(TASK INSTRUCTIONS):
What you give back must match the data exactly, minus the pictures.

━━━━━━━━━━━━━━━━

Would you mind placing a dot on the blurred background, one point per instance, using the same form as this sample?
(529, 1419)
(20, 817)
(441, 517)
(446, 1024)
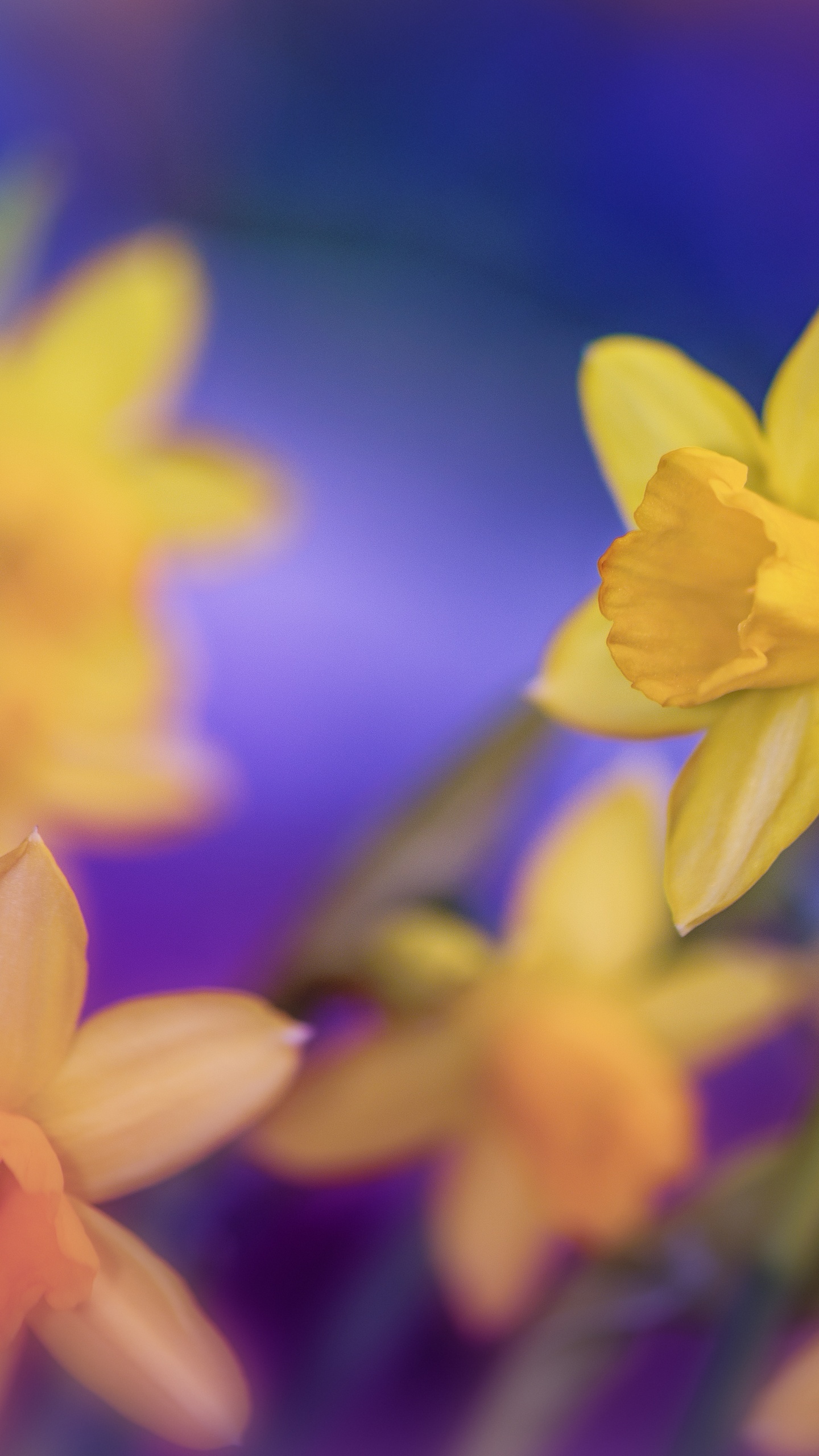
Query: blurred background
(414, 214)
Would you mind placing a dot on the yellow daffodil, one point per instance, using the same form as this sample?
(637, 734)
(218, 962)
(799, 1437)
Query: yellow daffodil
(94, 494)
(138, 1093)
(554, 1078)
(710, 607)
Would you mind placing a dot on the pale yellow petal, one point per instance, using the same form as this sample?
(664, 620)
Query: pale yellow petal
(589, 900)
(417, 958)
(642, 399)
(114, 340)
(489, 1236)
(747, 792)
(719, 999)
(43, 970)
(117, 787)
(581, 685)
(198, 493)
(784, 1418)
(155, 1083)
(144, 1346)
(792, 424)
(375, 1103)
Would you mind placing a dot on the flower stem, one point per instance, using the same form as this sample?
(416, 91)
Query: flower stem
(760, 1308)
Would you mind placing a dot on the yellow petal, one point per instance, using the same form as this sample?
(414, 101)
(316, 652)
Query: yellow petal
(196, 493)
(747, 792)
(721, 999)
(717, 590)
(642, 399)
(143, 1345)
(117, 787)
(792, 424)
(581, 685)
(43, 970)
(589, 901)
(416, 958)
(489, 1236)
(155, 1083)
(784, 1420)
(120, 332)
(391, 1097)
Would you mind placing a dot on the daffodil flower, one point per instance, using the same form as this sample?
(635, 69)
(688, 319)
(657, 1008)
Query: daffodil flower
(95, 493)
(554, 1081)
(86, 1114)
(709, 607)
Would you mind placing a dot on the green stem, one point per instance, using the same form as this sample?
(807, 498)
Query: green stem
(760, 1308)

━━━━━━━━━━━━━━━━

(THE ANSWER):
Would you mind placing a dot on the blurred background, one point per instance, using the same form as this sample?
(529, 1419)
(20, 817)
(441, 517)
(446, 1024)
Query: blurred background
(414, 214)
Would you mind placing a dot on the yellow daffodil, one point per instance, using the same form as this sample?
(637, 734)
(218, 962)
(799, 1437)
Query: yellow daffodil
(94, 494)
(138, 1093)
(554, 1078)
(710, 607)
Would you mind placing a dot on the pale yellow petal, one point per instance, using the same form as this sample?
(664, 620)
Query: pale yellow petal
(589, 900)
(417, 958)
(642, 399)
(114, 340)
(489, 1236)
(747, 792)
(719, 999)
(43, 970)
(117, 787)
(581, 685)
(198, 493)
(784, 1418)
(155, 1083)
(144, 1346)
(792, 424)
(375, 1103)
Would you mind placing a dot on the flower stem, one point per instance, using the same form as this sample?
(416, 91)
Query: flower stem
(760, 1308)
Would you mind placing a dot on the yellow petal, one point per instance, using the same form as this sample?
(414, 101)
(316, 652)
Query: yellow petal
(196, 493)
(747, 792)
(721, 999)
(717, 590)
(642, 399)
(143, 1345)
(117, 787)
(792, 424)
(581, 685)
(43, 970)
(589, 901)
(416, 958)
(489, 1236)
(155, 1083)
(784, 1420)
(120, 332)
(391, 1097)
Would you mind placing a dot on the daffodil flower, one point per instance, using the same form as this sample?
(635, 69)
(688, 319)
(657, 1008)
Query: daffodil flower
(95, 493)
(554, 1081)
(86, 1114)
(709, 607)
Would you mind placing a dot on the green stem, one point per instance, using the same form as this sample?
(807, 498)
Query: green stem
(760, 1308)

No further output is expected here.